─── Sayfa kesiti
İran’ın Kürdistan eyaletinde protestolar artarken DMO Erbil'in eteklerini bombalıyor

Göstericilerin bir sınır kentini ele geçirdiğine ilişkin haberler gelirken, Tahran bu iddiaları reddediyor

Erbil’in Sidekan bölgesine topçu ateşi açıldı (Rudaw)
Erbil’in Sidekan bölgesine topçu ateşi açıldı (Rudaw)
TT

İran’ın Kürdistan eyaletinde protestolar artarken DMO Erbil'in eteklerini bombalıyor

Erbil’in Sidekan bölgesine topçu ateşi açıldı (Rudaw)
Erbil’in Sidekan bölgesine topçu ateşi açıldı (Rudaw)

İran'da bir Kürt kentinin protestocuların eline geçtiğine ilişkin haberlerin gelmesinin ardından İran Devrim Muhafızları Ordusu (DMO) Irak’ın Kürdistan bölgesindeki Sidekan’da muhalif Kürt partilerinin merkezlerine topçu saldırısı düzenledi.
Reuters haber ajansına göre İran devlet televizyonu, rejim karşıtı Kürt gruplara işaret ederek DMO’nun Irak'ın kuzeyinde ‘İran karşıtı teröristlerin karargahlarını’ hedef aldığını bildirdi.
İran, Türkiye ve Irak'ın Kürdistan bölgesi arasındaki sınır üçgeninin yakınında bulunan Uşnu’nun protestocuların eline geçtiğine ilişkin farklı söylentilerin ortaya çıkmasının ardından gazeteciler ve aktivistler, DMO topçu birliğinin Uşnu şehrinin eteklerinde ani topçu saldırısı gerçekleştirdiğini söyledi.
Tahran, silahlı İranlı Kürt muhalifleri Kürt şehirlerinde, özellikle de İran'daki 10 milyon Kürt'ün çoğunun yaşadığı kuzeybatıda yapılan protestolara katılmakla suçluyor.
Buna karşılık, DMO’ya bağlı Tesnim Haber Ajansı, operasyonun en büyük İran karşıtı Kürdistan Demokrat Partisi (KDP) ve Komala Partisi’ne bağlı savaşçı grupların eliyle ‘gizli birimlerin ve büyük miktarda silahların içeri girmesine’ misilleme olarak yapıldığını belirtti.
DMO tarafından yapılan açıklamada, "Sınırlarda sürdürülebilir bir güvenliğin sağlanması, terör suçlularının cezalandırılması ve Irak Kürt Bölgesel Yönetimi’ndeki (IKBY) yetkililerin uluslararası düzenlemelere ve yasal vazifelerine göre sorumluluk almaları amacıyla bu operasyonlar devam edecektir” denildi.
──────
─── Veri kesiti
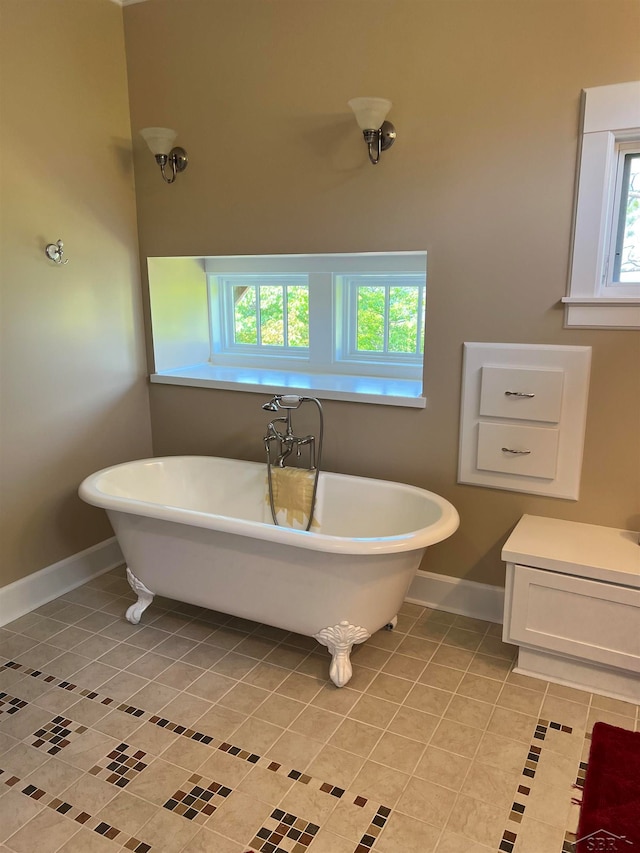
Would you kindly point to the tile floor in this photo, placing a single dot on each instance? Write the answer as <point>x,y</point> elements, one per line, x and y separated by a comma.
──────
Kısa alıştırma A: Sidekan saldırısı haberinde adı geçen, DMO'ya bağlı haber ajansı hangisidir?
Kısa alıştırma B: Sidekan saldırısı haberini son cümleden sonrasıyla devam ettirin.
Bu malzeme başka bir kaynaktan alınmıştır.

Sonuç A: Tesnim Haber Ajansı.

Sonuç B:
Kürdistan bölgesindeki yerel medya ağı Rudaw’ın yayınladığı bir video kaydında İran bombardımanına maruz kalan Sidekan bölgesinin tepeleri gösterildi. Yerel bir yetkili, olayın ilk anlarında bombalama sırasında herhangi bir can kaybı kaydedilmediğini açıkladı ancak bir yangın çıktığına işaret etti. Video kaydında yükselen toz ve duman bulutları görülüyor.
Cuma günü geç saatlerde yayınlanan videolarda 40 bin nüfuslu Uşnu şehrinin sokaklarına dökülen binlerce protestocu olduğu görüldü.
BBC'nin Kürdistan bölgesindeki Farsça Servisi muhabiri Jiar Gül, Kürt aktivistlerin bombalamayı, dikkatleri Uşnu kentindeki mevcut durumdan başka bir yöne çekme girişimi olarak gördüklerini söyledi. Gül bazı yetkililerin ve güvenlik güçlerinin ailelerinin kenti terk ettiğine dikkat çekti. Ayrıca güvenlik güçlerinin DMO üslerinde ve İstihbarat Dairesi karargahında saklandığına işaret etti.
Şarku'l Avsat'ın BBC'den aktardığı habere göre göstericiler şehirde nispeten sakin geçen bir günün ardından dün evlerine dönmeden önce bir ateşin etrafında toplandı. Uşnu şehri üzerinde alçak irtifadan uçan askeri bir helikopter, şehir sakinleri arasında paniğe neden oldu.
İnsan hakları örgütü Hengaw, ülkenin 10 milyon Kürt'ün çoğunun yaşadığı kuzeybatısındaki birkaç beldenin cuma günü genel bir greve tanık olduğunu belirtti.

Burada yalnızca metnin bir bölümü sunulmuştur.